Task directions: Copy the full set of lines exactly as given.
-- Begin Records for the exercise --
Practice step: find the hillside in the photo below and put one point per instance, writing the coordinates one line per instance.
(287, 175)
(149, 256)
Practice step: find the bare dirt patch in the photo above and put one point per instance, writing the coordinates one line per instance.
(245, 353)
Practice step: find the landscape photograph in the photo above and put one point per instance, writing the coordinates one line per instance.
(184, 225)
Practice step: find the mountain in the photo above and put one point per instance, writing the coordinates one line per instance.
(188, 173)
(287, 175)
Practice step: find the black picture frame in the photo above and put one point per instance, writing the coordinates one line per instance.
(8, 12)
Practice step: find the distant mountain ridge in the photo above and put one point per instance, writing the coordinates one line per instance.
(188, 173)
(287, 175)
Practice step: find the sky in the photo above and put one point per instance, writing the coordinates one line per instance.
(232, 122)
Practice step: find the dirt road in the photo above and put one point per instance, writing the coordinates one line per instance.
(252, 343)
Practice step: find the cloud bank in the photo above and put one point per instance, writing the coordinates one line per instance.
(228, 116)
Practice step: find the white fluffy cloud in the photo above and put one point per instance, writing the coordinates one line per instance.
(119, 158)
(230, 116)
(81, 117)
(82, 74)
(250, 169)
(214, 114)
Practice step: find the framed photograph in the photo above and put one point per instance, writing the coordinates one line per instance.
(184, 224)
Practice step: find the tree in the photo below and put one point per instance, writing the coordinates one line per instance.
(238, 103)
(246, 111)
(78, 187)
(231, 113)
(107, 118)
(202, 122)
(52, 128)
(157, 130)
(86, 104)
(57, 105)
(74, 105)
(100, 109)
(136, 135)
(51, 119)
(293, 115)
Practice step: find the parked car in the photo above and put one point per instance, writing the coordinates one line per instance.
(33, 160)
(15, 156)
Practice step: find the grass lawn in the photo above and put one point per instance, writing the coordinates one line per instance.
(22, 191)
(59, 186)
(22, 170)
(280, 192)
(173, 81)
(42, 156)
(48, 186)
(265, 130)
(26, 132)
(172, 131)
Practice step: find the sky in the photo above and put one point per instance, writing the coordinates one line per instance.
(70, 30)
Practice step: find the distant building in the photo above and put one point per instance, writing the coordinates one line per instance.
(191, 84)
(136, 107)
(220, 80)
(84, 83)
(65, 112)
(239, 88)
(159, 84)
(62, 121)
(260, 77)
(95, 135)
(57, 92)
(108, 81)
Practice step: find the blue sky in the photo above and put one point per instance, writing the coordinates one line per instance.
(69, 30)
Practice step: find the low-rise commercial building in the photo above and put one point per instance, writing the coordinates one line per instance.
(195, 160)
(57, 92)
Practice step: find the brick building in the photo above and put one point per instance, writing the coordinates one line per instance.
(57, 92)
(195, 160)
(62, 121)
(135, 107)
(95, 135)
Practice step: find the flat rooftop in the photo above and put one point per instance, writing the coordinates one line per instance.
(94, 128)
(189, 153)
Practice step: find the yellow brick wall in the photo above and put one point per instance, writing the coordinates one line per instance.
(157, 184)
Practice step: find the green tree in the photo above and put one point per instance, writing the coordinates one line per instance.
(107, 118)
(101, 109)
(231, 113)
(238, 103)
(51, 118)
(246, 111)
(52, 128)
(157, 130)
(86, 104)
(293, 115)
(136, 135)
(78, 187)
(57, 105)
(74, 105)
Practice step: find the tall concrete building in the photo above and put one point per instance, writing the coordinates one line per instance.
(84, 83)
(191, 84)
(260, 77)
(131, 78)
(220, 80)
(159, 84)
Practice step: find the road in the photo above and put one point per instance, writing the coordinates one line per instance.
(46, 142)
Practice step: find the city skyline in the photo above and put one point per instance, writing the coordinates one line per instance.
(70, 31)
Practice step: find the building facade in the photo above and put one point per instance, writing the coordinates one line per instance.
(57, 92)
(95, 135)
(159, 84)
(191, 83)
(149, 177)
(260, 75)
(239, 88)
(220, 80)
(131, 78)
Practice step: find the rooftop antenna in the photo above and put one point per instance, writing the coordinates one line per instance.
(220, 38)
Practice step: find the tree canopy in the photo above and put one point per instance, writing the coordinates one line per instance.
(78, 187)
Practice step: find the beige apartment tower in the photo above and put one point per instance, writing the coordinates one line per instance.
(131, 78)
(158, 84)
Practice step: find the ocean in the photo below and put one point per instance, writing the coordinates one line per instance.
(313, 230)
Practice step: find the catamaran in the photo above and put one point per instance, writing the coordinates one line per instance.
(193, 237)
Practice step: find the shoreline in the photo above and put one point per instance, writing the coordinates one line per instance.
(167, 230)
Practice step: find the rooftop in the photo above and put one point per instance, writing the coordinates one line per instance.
-- End Records for the exercise --
Written solution:
Practice step: find the hillside in the photo below and put one point per instance, writing the coordinates one line per instance.
(287, 175)
(149, 256)
Practice step: find the bare dirt patch in the photo above and put one point per instance, writing the coordinates one line per instance.
(245, 353)
Practice step: find the landscape photograph in the photo above and put one point per instance, writing the coordinates one line per instance.
(184, 225)
Practice step: find the mountain in the photo above and put one point per instance, writing the coordinates one line per instance.
(188, 173)
(287, 175)
Practice step: find the black picture frame in the photo above and put one point per instance, writing the coordinates one line per instance.
(8, 12)
Practice step: find the distant mountain ridge in the photo above and put one point per instance, writing the coordinates one line per instance.
(188, 173)
(287, 175)
Practice step: find the sky in the photo above and put one point per instance, writing the coordinates one line per instance.
(232, 122)
Practice step: find the dirt road in the photo above and put one point per instance, writing the coordinates one line per instance.
(252, 343)
Practice step: find the cloud bank in the photo above and put one point per instance, writing the coordinates one line per instance.
(228, 116)
Practice step: find the white fluffy cloud in the photo above and put one point per instance, writing the coordinates one line per instance.
(119, 158)
(230, 116)
(81, 117)
(82, 74)
(250, 169)
(214, 114)
Practice step: find the framed photograph in the photo above and put one point per instance, writing the coordinates one line per instance.
(184, 224)
Practice step: find the tree in the photo below and put one point per instance, writing the coordinates one line per instance.
(238, 103)
(246, 111)
(78, 187)
(231, 113)
(107, 118)
(202, 122)
(52, 128)
(157, 130)
(86, 104)
(57, 105)
(74, 105)
(100, 109)
(136, 135)
(51, 119)
(293, 115)
Practice step: find the parked car in the photo above and put one point per instance, writing the coordinates one line per instance.
(33, 160)
(15, 156)
Practice step: find the grass lawn in the photo above and put one point per instance, writing the coordinates one line per instance.
(22, 191)
(59, 186)
(22, 170)
(280, 192)
(173, 81)
(42, 156)
(48, 186)
(265, 130)
(26, 132)
(172, 131)
Practice step: find the sky in the photo above and put one point per instance, writing the coordinates one line per instance.
(70, 30)
Practice step: find the distant building in the photo above and put one point per instance, writing the coordinates one line per instance.
(191, 84)
(136, 107)
(220, 80)
(84, 83)
(65, 112)
(239, 88)
(159, 84)
(62, 121)
(260, 77)
(95, 135)
(57, 92)
(108, 81)
Practice step: find the blue sky in the photo above and put one point per instance, writing the coordinates one line per instance.
(69, 30)
Practice step: find the low-rise commercial building in the photo above and put one point per instance, writing the coordinates one line per instance.
(195, 160)
(57, 92)
Practice step: find the brick building in the photo above and put one point per instance, writing the coordinates one line per instance.
(57, 92)
(195, 160)
(62, 121)
(135, 107)
(95, 135)
Practice step: find the flat rooftop in the photo above and put one point per instance, writing the coordinates one line per instance.
(94, 128)
(189, 153)
Practice step: find the yellow brick wall in the photo above and put one point per instance, writing the coordinates one line per instance.
(157, 184)
Practice step: find the green tree in the photo above and put one point per instance, writing the coordinates one line per instance.
(107, 118)
(101, 109)
(231, 113)
(238, 103)
(51, 118)
(246, 111)
(52, 128)
(157, 130)
(86, 104)
(293, 115)
(136, 135)
(78, 187)
(57, 105)
(74, 105)
Practice step: find the tall concrete building in the photo above and put one point per instance, writing the coordinates one line per instance.
(84, 83)
(191, 84)
(260, 77)
(131, 78)
(220, 80)
(159, 84)
Practice step: find the road in the photo above and put one point per instance, writing the coordinates one line per instance.
(46, 142)
Practice step: find the city skyline in the photo above and put one point per instance, writing the coordinates one line per instance.
(70, 31)
Practice step: find the building facade in the photo above and put one point per instance, writing the coordinates one line per instance.
(57, 92)
(95, 135)
(159, 84)
(191, 83)
(149, 177)
(260, 75)
(239, 88)
(220, 80)
(131, 78)
Practice step: find the rooftop antenna in the photo above and put one point per instance, writing the coordinates one line per instance.
(220, 38)
Practice step: find the tree canopy in the photo above and put one point per instance, writing the coordinates one line per instance.
(78, 187)
Practice step: find the beige apartment tower in the photo above and put one point per instance, writing the coordinates one line per instance.
(131, 78)
(158, 84)
Practice step: find the ocean in the photo below and put one point per instance, writing the coordinates one line per instance.
(313, 230)
Practice step: find the catamaran in the photo above and put one point per instance, writing the coordinates one line per instance.
(193, 237)
Practice step: find the shoreline in the photo above and put one point per instance, writing the coordinates one line per instance.
(167, 230)
Practice step: find the rooftop in the photo above and put one point per instance, writing the coordinates one line per instance.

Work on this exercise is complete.